(Stored data)
▶

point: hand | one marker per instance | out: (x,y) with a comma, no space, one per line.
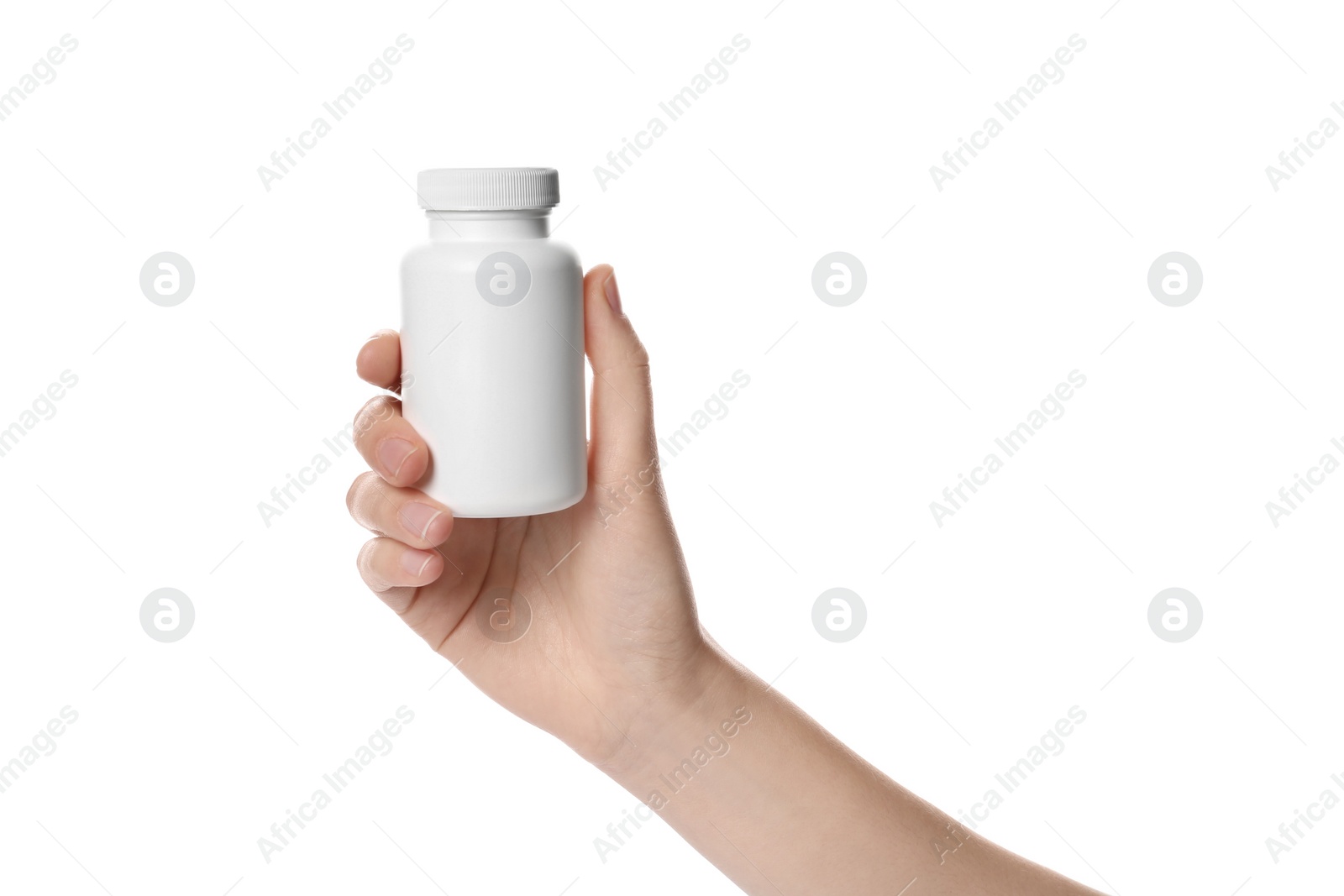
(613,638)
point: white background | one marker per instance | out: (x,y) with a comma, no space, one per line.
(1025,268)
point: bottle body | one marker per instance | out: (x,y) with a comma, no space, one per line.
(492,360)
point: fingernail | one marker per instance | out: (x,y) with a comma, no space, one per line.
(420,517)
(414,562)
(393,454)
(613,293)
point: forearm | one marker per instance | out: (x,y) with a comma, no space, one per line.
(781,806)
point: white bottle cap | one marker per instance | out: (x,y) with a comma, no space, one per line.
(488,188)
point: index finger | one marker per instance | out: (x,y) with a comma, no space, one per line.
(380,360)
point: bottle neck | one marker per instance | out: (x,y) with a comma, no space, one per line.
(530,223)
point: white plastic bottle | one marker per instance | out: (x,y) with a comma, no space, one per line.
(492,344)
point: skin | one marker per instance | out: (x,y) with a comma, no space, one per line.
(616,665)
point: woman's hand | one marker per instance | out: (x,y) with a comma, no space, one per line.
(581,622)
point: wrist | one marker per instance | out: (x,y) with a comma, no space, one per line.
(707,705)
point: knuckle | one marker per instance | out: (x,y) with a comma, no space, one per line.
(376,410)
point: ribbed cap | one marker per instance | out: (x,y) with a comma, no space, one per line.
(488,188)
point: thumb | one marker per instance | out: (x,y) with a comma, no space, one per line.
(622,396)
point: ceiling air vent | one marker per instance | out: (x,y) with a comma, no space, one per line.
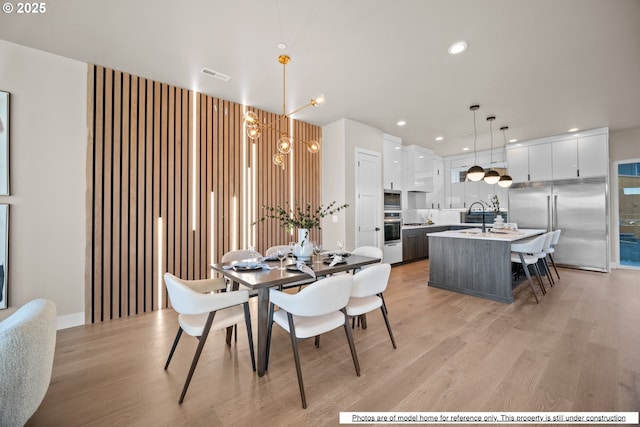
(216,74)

◀

### ABOUT THIS EXERCISE
The data above should be restated exactly, with its images dropped.

### THE ANSWER
point: hand | one marker per instance | out: (x,y) with a comma, no space, one per line.
(613,638)
point: white background | one marker per instance | out: (x,y) with a comma, no space, one per line.
(1025,268)
point: bottle body | one marker per instance | out: (x,y) with a comma, no space, one per line.
(492,360)
point: fingernail | one marker per instance | out: (x,y) with a comma, no space, one per line.
(420,517)
(414,562)
(393,454)
(613,293)
point: forearm | one marker per instance | out: (x,y) with a comma, no space, one per line.
(781,806)
point: white bottle cap | one marker per instance | out: (x,y) with a comma, no space, one per line.
(488,188)
point: index finger | one marker per instance | out: (x,y) with a comma, no space, one per line.
(380,360)
point: bottle neck | one marker per instance | out: (x,y) with a comma, no space, one per line.
(530,223)
point: white plastic bottle | one marker per instance | out: (x,y) with a comma, no space, one per line.
(492,344)
point: skin | one marker per instance | out: (x,y) with a comma, no space, one per line.
(616,665)
point: woman's hand | one marker per instance | out: (x,y) with a comma, no space, one per line.
(581,622)
point: wrist | one marker per instance | out: (x,y) with a comma, no space, one per line.
(707,705)
point: knuckle | one marker per instance | out: (x,y) with a comma, no space, one per line.
(376,410)
point: ribbed cap | one marker per instance | out: (x,y) with a comma, no space, one per line.
(488,188)
point: thumb | one marker per instance | out: (x,y) with a comma, no space, one per line.
(622,396)
point: ceiling air vent | one marker per instance | out: (x,y) with a comma, no space, one per line.
(216,74)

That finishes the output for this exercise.